Verwirkung eines Urlaubsabgeltungsanspruchs
ArbG Karlsruhe 16.3.2018, 7 Ca 214/17Die Beklagte befindet sich in der Liquidation. Sie betrieb ein Unternehmen mit Personen- und Sachtransporten. Zum 30.6.2015 stellte sie ihren Betrieb ein und kündigte dem bei ihr beschäftigten Kläger zum 30.4.2015. Das Bruttomonatsgehalt des Klägers betrug zuletzt 1.258 €. Er hatte 24 Tage Urlaub pro Jahr.
Der Kläger war vom 1.4.2015 bis zum 14.4.2015 arbeitsunfähig erkrankt. Seit dem 15.5.2015 hatte er eine neue Arbeitsstelle, weshalb er sich mit der Beklagten auf eine vorzeitige Beendigung des Arbeitsverhältnisses zum 14.4.2015 einigte. Im Mai 2016 forderte der Kläger Entgelt für März und April 2015. Dieses hatte die Beklagte jedoch bereits im Januar 2016 bezahlt. Im März 2017 verlangte der Kläger sodann Urlaubsabgeltung, da ihm noch 19 Urlaubstage aus 2014 und acht Urlaubstage aus 2015 zustünden, die er krankheitsbedingt nicht habe wahrnehmen können, zustünden.

AUFGABEN >>
1. Nennen Sie alle Datumsangaben mit Tag, Monat und Jahr, die im Ausgangstext vorkommen, und führen Sie jede nur einmal auf.
2. Beantworten Sie die folgenden Fragen anhand des Ausgangstexts.
(a) Wie hoch war das Bruttomonatsgehalt des Klägers zuletzt?
(b) Wann bezahlte die Beklagte das Entgelt für März und April 2015?
(c) Zu welchem Datum einigten sich der Kläger und die Beklagte auf die vorzeitige Beendigung des Arbeitsverhältnisses?
3. Geben Sie den Teil des Ausgangstexts zwischen „Der Kläger war“ und „wahrnehmen können, zustünden.“ wortgetreu aus, einschließlich dieser beiden Stellen.

VERFÜGBARE DATEN >>
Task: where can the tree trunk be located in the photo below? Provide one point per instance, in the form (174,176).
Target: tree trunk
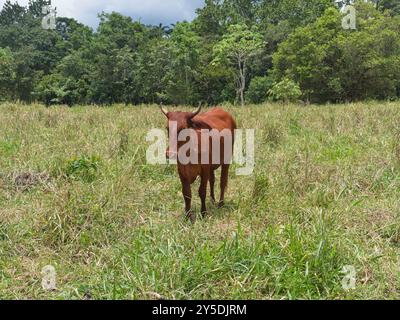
(242,80)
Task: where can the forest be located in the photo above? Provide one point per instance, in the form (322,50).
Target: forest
(236,51)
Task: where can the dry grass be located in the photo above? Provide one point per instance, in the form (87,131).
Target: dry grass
(76,193)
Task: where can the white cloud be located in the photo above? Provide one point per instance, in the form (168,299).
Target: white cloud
(148,11)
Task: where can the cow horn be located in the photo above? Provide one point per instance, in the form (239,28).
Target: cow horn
(163,110)
(196,112)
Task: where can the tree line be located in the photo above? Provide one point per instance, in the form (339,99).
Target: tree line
(238,51)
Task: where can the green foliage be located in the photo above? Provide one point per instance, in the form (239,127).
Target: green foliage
(220,56)
(333,64)
(324,195)
(7,74)
(258,89)
(236,48)
(83,168)
(286,90)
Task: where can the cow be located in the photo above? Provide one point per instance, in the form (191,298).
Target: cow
(213,122)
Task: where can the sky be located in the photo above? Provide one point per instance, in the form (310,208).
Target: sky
(148,11)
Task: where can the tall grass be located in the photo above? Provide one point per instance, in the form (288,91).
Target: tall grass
(324,194)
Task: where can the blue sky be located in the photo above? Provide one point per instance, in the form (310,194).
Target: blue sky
(148,11)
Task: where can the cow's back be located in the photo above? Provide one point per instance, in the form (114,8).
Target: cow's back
(217,118)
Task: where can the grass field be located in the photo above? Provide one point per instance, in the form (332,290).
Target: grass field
(76,193)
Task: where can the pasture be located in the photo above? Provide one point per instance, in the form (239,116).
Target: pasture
(76,193)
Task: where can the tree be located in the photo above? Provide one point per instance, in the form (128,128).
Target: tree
(236,49)
(258,89)
(333,64)
(183,74)
(7,74)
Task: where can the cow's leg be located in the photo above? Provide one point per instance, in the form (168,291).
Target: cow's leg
(224,183)
(212,185)
(203,191)
(187,195)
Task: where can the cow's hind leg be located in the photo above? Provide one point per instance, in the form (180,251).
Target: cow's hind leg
(212,185)
(187,195)
(224,183)
(203,191)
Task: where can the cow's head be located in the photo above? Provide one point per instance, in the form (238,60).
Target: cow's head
(177,121)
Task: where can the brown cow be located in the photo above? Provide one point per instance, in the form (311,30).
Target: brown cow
(217,120)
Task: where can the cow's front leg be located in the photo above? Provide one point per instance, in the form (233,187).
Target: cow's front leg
(205,177)
(187,195)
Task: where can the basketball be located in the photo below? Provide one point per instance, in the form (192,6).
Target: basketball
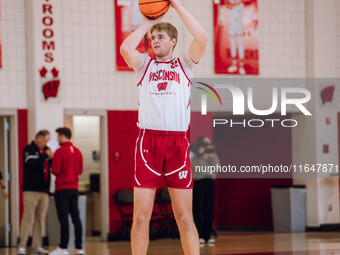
(154,9)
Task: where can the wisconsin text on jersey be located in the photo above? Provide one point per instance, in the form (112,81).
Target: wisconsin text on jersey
(165,75)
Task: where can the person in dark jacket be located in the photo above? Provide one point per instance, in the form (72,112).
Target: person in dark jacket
(36,183)
(67,166)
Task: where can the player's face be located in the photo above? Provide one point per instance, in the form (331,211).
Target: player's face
(162,45)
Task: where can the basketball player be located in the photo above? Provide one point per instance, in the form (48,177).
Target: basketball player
(162,149)
(235,33)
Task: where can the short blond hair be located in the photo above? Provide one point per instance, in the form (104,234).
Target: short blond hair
(170,29)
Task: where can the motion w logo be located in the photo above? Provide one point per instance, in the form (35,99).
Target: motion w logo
(182,174)
(327,94)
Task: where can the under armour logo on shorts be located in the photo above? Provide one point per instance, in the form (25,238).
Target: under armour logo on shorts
(182,174)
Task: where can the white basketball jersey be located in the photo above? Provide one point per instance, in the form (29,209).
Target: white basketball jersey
(164,96)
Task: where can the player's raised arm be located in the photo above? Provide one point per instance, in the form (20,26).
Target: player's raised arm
(197,47)
(128,48)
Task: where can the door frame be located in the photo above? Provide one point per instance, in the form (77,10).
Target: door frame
(14,191)
(104,175)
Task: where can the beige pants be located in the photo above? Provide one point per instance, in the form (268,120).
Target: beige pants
(35,209)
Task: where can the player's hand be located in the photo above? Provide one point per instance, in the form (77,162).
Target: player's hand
(49,153)
(5,193)
(174,3)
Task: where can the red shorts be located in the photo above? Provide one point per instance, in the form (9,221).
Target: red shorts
(162,155)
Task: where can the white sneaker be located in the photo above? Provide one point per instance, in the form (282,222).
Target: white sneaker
(232,69)
(40,251)
(59,251)
(242,71)
(21,251)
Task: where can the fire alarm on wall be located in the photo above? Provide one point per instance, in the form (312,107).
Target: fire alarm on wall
(325,149)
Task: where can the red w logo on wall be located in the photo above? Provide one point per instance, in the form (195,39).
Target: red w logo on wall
(50,88)
(327,94)
(162,86)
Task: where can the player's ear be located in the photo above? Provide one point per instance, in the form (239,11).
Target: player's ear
(173,42)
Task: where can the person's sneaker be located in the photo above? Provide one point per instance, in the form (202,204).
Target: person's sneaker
(59,251)
(80,251)
(40,251)
(232,69)
(21,251)
(211,241)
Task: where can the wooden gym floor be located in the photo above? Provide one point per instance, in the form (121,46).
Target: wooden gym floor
(257,243)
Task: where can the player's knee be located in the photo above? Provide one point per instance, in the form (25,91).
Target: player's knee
(185,222)
(140,220)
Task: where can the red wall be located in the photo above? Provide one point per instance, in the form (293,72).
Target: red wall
(247,202)
(122,136)
(22,138)
(339,143)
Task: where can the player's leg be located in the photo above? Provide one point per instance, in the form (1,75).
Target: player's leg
(233,67)
(241,53)
(143,199)
(30,205)
(182,208)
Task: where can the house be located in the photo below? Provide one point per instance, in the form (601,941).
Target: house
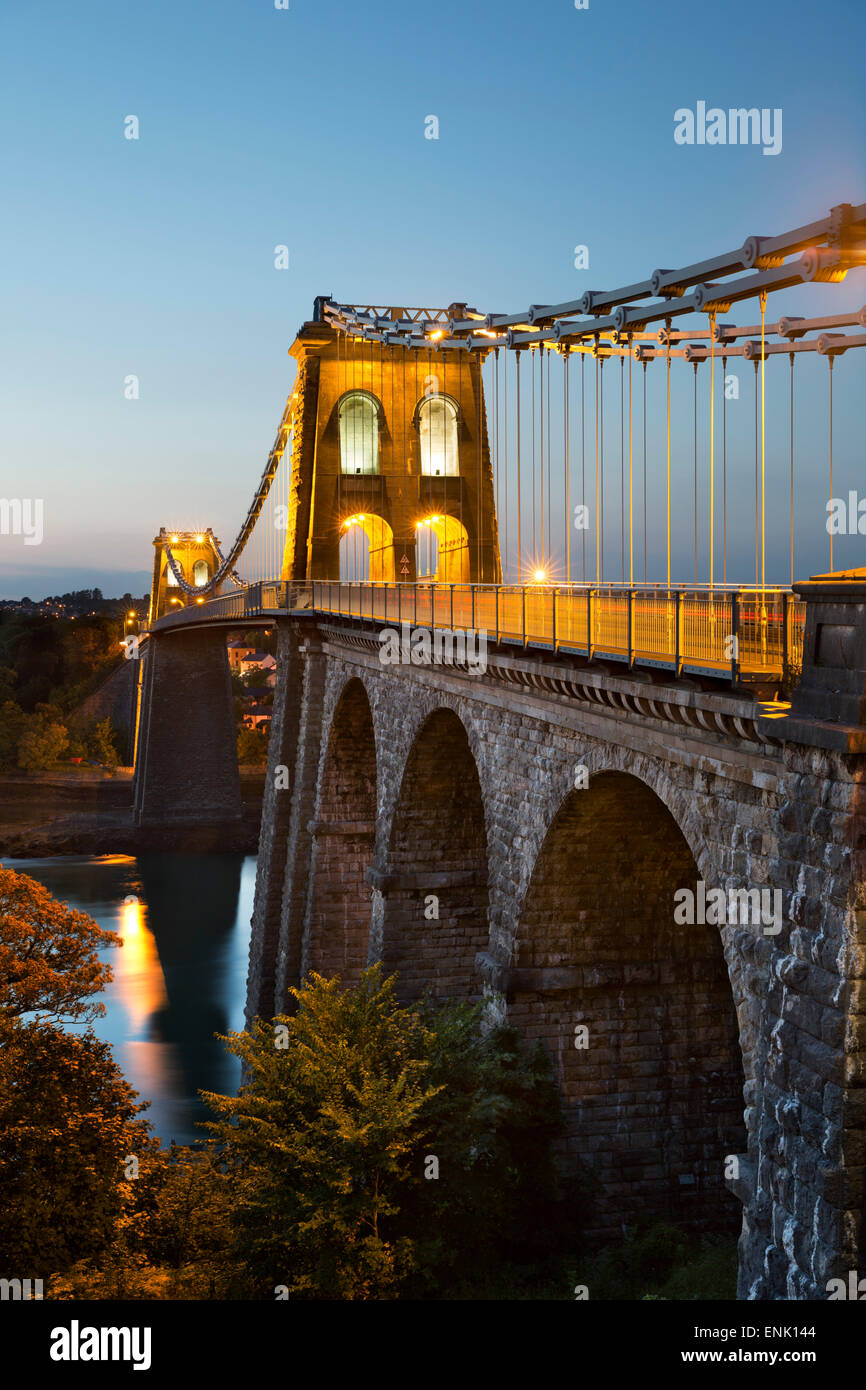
(257,716)
(237,652)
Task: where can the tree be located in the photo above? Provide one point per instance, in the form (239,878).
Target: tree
(49,962)
(387,1150)
(13,723)
(42,744)
(100,742)
(67,1132)
(321,1134)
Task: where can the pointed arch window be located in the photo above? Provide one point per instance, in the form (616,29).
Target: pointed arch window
(438,431)
(359,432)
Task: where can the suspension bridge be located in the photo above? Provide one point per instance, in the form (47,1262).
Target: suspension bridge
(665,708)
(523,502)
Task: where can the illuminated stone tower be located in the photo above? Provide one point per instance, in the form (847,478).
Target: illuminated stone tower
(195,552)
(392,442)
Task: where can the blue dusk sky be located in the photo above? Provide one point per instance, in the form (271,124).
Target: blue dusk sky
(305,127)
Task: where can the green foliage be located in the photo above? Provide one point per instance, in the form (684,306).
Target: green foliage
(56,659)
(332,1133)
(323,1134)
(42,744)
(708,1273)
(656,1261)
(100,742)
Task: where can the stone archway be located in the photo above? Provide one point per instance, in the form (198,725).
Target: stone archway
(435,911)
(338,916)
(654,1087)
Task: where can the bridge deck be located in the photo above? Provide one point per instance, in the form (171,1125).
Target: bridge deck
(677,628)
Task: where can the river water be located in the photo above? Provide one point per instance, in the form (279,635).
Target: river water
(180,976)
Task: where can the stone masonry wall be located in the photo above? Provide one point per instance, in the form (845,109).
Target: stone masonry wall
(719,801)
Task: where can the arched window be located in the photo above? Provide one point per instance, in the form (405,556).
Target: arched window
(438,430)
(359,432)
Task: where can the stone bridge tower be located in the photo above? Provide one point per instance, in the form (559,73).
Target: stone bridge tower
(387,441)
(195,552)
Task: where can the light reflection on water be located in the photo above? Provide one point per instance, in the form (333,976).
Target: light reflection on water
(180,976)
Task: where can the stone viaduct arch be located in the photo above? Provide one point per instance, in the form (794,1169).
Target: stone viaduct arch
(652,1089)
(337,927)
(711,1043)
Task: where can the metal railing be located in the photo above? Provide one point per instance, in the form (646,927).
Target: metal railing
(740,631)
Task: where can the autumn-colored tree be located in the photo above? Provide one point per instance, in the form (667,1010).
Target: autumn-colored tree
(68,1121)
(49,962)
(13,722)
(70,1137)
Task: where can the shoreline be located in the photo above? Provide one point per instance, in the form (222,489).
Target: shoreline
(88,812)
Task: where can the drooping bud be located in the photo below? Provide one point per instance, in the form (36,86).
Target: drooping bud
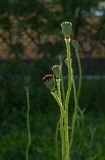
(75,44)
(66,29)
(57,71)
(49,82)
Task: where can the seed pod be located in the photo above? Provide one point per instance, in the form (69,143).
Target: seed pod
(57,71)
(66,29)
(49,82)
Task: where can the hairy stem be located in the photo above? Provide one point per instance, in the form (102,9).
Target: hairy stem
(74,115)
(67,154)
(28,123)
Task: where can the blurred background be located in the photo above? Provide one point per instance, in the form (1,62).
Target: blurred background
(30,43)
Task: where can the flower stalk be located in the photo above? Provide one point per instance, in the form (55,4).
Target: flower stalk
(56,85)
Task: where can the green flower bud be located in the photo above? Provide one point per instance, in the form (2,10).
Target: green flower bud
(75,44)
(66,29)
(67,62)
(57,71)
(49,82)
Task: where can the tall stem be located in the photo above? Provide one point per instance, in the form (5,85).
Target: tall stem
(80,74)
(62,80)
(74,115)
(67,154)
(28,123)
(61,118)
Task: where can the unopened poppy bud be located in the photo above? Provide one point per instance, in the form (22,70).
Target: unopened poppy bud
(49,82)
(75,44)
(66,29)
(67,62)
(57,71)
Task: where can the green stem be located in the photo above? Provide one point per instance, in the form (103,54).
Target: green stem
(61,118)
(67,152)
(69,74)
(74,115)
(28,123)
(58,102)
(62,81)
(80,74)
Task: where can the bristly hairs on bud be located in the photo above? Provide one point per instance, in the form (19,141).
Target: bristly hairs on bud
(66,29)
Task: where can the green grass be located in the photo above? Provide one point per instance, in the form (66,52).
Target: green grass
(13,141)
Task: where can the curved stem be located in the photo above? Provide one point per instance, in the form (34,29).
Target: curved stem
(28,124)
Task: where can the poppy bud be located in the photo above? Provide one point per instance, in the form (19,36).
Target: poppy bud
(75,44)
(67,62)
(66,29)
(49,82)
(57,71)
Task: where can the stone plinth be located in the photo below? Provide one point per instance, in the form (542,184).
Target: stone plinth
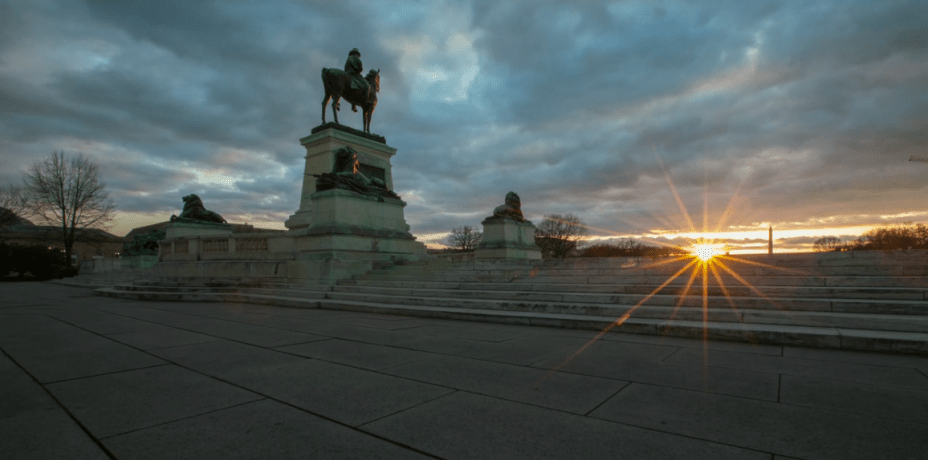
(505,238)
(187,229)
(350,226)
(373,154)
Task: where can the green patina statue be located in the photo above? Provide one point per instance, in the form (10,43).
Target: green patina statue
(511,210)
(346,176)
(350,85)
(194,211)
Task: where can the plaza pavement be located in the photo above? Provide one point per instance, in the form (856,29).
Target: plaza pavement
(87,377)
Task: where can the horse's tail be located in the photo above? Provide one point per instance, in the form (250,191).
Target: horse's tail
(327,80)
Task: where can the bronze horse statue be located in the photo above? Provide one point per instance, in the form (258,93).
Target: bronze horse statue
(337,84)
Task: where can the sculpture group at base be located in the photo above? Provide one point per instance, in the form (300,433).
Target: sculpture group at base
(194,211)
(512,209)
(346,175)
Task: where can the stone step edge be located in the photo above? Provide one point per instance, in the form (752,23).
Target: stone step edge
(416,292)
(260,299)
(660,295)
(208,296)
(809,336)
(302,289)
(821,337)
(600,304)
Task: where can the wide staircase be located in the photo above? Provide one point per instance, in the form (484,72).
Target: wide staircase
(858,301)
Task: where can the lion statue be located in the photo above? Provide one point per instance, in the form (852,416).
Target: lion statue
(195,211)
(512,209)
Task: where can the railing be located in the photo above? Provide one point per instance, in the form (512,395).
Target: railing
(205,248)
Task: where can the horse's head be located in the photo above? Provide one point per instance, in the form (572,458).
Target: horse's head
(373,77)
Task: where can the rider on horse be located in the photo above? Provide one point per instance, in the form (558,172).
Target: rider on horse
(354,68)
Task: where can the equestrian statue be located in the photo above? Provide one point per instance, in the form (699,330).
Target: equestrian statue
(348,84)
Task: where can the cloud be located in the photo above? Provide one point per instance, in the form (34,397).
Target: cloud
(777,113)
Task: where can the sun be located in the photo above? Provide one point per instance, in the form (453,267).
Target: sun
(706,251)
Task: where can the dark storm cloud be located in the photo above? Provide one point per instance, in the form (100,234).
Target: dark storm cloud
(796,110)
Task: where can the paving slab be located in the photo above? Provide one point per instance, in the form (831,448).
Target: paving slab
(776,428)
(485,333)
(862,357)
(815,368)
(356,354)
(103,323)
(265,429)
(737,347)
(51,350)
(418,387)
(349,395)
(567,392)
(48,434)
(468,426)
(647,363)
(521,351)
(162,337)
(877,400)
(232,330)
(28,414)
(126,401)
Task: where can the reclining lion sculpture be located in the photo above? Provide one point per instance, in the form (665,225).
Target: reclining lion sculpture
(195,211)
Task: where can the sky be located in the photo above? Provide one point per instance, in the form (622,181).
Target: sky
(662,121)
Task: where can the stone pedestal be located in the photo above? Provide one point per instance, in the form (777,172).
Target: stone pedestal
(187,229)
(373,154)
(505,238)
(352,227)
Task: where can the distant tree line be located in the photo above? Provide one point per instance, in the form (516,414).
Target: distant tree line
(41,262)
(631,248)
(887,238)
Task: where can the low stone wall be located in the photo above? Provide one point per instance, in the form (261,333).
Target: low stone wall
(105,265)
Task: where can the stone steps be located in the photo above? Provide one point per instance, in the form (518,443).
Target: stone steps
(808,336)
(849,310)
(882,304)
(825,281)
(889,293)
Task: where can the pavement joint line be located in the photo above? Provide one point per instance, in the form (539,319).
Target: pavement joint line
(779,386)
(67,411)
(235,385)
(105,373)
(454,391)
(683,435)
(823,378)
(920,371)
(655,384)
(187,417)
(858,414)
(627,384)
(672,353)
(324,417)
(185,344)
(403,364)
(740,397)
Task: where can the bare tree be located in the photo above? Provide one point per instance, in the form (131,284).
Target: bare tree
(68,193)
(13,205)
(827,243)
(558,235)
(464,238)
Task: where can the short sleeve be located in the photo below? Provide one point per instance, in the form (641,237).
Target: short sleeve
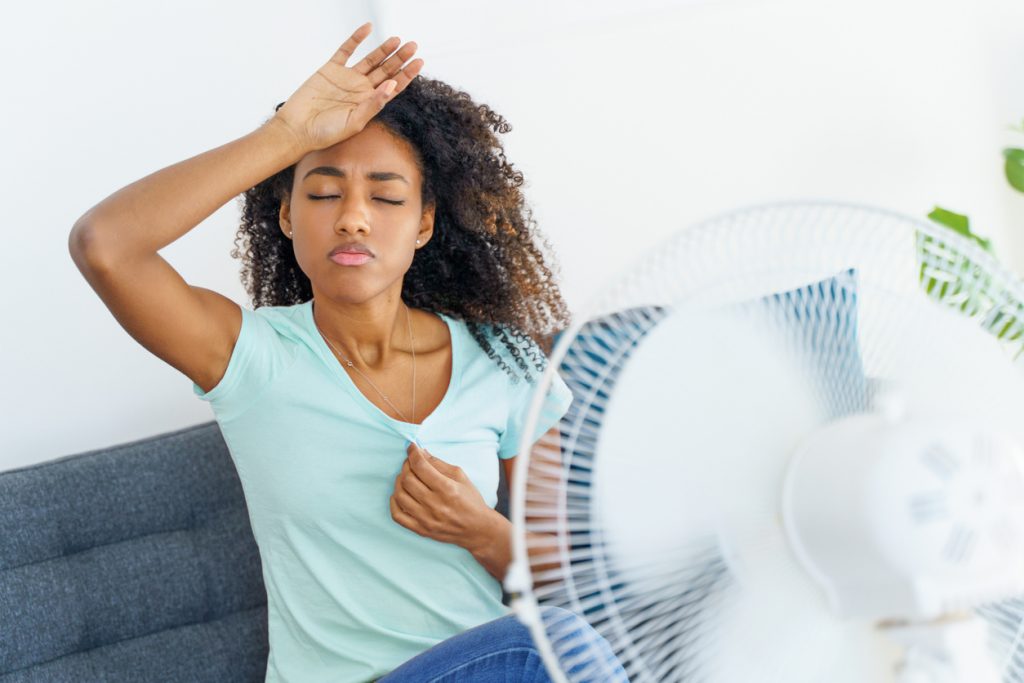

LÖSUNGEN >>
1.
16.3.2018
30.6.2015
30.4.2015
1.4.2015
14.4.2015
15.5.2015

2.
(a) 1.258 €
(b) Im Januar 2016
(c) Zum 14.4.2015

3.
Der Kläger war vom 1.4.2015 bis zum 14.4.2015 arbeitsunfähig erkrankt. Seit dem 15.5.2015 hatte er eine neue Arbeitsstelle, weshalb er sich mit der Beklagten auf eine vorzeitige Beendigung des Arbeitsverhältnisses zum 14.4.2015 einigte. Im Mai 2016 forderte der Kläger Entgelt für März und April 2015. Dieses hatte die Beklagte jedoch bereits im Januar 2016 bezahlt. Im März 2017 verlangte der Kläger sodann Urlaubsabgeltung, da ihm noch 19 Urlaubstage aus 2014 und acht Urlaubstage aus 2015 zustünden, die er krankheitsbedingt nicht habe wahrnehmen können, zustünden.